>> start

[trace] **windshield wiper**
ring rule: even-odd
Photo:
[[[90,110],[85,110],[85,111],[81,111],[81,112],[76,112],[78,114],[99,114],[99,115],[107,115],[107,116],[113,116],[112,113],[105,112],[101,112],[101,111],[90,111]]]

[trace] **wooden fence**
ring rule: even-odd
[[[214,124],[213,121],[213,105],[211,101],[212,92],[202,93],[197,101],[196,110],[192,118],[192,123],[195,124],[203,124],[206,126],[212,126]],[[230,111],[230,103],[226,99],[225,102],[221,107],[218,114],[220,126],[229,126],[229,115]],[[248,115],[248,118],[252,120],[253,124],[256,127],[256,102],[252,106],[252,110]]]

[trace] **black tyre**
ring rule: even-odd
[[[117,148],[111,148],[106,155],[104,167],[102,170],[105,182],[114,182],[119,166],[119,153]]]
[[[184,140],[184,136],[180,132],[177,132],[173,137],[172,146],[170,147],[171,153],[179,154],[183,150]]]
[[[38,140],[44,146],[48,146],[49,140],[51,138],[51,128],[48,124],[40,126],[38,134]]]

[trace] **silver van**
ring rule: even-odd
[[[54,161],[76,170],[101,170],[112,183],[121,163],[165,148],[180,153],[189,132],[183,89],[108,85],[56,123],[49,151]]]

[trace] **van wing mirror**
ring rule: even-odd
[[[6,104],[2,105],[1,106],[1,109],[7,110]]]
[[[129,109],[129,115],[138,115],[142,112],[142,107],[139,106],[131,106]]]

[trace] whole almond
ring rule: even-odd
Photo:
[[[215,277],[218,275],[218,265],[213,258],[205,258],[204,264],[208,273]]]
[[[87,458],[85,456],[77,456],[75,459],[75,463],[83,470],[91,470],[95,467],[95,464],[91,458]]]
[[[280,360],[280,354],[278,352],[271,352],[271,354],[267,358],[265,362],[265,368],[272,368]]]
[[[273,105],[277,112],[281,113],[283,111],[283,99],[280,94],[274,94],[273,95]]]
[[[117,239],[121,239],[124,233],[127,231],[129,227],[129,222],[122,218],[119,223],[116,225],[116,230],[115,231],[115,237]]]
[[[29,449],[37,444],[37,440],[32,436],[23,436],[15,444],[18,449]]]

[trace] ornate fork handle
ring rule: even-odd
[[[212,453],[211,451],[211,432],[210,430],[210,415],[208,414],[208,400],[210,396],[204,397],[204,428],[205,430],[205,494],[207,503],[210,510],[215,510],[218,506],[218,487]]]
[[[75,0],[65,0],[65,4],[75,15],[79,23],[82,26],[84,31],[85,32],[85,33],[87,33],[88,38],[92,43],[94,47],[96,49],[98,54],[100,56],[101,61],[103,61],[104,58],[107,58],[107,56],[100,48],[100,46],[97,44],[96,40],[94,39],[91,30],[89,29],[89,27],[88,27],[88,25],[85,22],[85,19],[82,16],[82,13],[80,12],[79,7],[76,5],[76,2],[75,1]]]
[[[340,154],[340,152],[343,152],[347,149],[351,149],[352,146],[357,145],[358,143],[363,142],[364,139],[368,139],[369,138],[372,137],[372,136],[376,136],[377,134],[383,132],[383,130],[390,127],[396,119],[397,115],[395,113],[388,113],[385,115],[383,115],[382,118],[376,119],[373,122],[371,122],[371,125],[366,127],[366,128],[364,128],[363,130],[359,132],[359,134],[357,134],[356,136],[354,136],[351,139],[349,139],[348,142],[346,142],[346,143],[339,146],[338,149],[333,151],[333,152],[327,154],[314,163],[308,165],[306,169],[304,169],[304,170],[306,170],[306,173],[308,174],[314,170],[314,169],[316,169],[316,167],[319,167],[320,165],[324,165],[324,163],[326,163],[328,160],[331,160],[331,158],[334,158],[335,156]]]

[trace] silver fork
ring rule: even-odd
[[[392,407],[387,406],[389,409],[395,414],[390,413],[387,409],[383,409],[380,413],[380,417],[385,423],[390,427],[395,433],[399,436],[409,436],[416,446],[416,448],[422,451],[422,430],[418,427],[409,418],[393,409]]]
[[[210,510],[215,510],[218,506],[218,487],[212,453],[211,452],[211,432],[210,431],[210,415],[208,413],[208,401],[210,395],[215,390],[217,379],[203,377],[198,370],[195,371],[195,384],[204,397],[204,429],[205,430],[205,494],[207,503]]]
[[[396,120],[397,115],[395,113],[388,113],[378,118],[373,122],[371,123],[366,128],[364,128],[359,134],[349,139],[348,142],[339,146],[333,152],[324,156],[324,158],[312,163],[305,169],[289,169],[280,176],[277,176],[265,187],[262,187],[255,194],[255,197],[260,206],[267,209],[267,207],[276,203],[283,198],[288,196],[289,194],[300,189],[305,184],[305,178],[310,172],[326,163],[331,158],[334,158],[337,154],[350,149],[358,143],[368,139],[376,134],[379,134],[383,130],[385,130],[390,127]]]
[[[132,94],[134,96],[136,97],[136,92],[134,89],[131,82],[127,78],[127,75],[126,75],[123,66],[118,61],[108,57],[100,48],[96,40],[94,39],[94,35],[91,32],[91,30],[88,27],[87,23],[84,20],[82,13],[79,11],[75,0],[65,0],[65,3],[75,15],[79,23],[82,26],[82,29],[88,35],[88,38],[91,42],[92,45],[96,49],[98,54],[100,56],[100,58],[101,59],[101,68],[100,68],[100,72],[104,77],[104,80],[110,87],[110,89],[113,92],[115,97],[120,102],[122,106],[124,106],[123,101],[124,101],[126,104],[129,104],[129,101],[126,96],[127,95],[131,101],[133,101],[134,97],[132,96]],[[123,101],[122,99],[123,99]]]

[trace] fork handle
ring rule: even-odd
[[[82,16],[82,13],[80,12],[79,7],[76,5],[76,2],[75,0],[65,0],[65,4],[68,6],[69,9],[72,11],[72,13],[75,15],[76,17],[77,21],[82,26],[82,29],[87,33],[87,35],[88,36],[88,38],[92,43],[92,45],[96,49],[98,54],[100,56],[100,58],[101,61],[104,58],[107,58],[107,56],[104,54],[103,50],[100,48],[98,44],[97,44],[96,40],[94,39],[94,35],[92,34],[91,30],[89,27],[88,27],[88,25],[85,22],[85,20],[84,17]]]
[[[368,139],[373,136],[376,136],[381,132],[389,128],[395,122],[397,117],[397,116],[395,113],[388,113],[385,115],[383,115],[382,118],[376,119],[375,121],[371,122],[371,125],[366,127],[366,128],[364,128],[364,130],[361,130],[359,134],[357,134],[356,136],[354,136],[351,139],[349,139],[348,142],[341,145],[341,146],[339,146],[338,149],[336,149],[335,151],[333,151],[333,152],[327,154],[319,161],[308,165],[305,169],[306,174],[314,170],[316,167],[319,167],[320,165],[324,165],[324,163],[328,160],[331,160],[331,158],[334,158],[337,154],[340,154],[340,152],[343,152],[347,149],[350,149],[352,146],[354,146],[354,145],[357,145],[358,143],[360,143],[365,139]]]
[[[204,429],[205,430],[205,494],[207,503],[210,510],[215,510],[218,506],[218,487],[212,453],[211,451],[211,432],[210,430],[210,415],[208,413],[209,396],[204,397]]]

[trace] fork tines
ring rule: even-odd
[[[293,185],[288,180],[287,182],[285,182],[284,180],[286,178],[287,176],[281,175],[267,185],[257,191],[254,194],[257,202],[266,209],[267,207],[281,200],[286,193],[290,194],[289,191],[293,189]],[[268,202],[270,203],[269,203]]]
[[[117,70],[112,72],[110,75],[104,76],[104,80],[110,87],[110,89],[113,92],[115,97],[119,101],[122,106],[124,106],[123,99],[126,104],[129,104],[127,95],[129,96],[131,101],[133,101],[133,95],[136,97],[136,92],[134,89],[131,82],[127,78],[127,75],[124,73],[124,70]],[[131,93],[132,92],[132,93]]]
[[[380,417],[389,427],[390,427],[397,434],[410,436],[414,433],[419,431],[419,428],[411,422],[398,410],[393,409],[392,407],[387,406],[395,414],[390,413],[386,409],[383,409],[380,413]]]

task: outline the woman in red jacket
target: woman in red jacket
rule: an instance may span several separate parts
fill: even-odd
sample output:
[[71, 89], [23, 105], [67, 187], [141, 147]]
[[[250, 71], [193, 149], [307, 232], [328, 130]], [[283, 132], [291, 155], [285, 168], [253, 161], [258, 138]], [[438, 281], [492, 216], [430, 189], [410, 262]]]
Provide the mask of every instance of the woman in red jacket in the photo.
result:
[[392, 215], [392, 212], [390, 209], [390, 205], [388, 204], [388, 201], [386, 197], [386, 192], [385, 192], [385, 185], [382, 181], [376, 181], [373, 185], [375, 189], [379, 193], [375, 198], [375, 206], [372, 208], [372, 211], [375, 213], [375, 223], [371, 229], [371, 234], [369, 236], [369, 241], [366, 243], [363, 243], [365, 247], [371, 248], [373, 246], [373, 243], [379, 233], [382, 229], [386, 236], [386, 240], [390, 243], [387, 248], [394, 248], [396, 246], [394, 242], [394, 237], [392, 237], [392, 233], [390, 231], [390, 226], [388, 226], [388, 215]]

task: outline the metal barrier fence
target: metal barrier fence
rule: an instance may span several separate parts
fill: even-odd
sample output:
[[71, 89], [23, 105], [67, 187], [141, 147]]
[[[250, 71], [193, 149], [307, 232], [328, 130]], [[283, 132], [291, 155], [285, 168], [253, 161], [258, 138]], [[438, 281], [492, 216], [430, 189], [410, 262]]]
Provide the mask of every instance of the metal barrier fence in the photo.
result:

>> end

### Task prompt
Return each line above that contains the string "metal". Matching is case-sensitive.

### Finished exercise
task: outline the metal barrier fence
target: metal barrier fence
Provide the mask of every instance of the metal barrier fence in the photo.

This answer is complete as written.